YOUR GOAL: Each line that includes "pedestrian" must be copied from the records.

|---|

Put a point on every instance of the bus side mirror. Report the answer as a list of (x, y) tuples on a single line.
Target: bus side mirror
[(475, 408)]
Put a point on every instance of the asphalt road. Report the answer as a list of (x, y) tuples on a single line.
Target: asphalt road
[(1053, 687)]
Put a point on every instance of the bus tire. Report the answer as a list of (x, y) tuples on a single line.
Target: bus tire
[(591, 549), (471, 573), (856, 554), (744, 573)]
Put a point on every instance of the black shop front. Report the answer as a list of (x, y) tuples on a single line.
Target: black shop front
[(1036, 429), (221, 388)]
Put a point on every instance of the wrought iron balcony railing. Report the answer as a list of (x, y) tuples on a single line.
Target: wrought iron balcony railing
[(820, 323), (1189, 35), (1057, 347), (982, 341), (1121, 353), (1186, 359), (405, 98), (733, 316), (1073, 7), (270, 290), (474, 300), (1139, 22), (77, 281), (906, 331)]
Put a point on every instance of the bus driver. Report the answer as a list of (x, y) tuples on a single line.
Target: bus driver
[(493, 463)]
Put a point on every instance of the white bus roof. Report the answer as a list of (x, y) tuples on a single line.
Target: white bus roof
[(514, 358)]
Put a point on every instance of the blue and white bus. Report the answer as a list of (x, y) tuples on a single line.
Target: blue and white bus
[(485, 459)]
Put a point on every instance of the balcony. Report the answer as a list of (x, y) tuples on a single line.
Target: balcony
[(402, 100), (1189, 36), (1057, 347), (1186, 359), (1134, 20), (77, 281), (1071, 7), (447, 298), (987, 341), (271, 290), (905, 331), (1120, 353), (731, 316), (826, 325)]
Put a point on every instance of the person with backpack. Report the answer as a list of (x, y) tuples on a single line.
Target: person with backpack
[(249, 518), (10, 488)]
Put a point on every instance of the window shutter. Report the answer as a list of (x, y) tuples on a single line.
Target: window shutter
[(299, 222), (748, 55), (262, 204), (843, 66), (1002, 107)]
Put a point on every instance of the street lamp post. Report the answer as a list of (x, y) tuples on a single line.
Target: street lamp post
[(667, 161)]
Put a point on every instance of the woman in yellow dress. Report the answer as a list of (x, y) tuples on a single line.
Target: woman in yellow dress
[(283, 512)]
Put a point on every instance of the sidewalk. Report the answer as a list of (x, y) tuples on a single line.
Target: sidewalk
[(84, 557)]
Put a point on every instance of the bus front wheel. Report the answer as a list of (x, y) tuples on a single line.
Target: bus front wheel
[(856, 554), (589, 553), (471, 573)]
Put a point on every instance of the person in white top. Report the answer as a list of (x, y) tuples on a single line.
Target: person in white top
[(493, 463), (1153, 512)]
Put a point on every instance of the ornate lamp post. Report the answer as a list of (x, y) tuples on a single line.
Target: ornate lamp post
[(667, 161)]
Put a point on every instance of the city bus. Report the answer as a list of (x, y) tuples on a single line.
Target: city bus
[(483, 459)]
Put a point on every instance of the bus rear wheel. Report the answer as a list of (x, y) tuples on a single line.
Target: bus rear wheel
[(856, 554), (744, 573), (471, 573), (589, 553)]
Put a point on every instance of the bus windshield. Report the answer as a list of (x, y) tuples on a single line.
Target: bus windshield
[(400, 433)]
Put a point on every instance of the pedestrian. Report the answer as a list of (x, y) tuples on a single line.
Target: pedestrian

|---|

RESULT OF THE TASK:
Put a point on every instance of the pedestrian. Report the answer as a list of (x, y) tuples on a single line.
Target: pedestrian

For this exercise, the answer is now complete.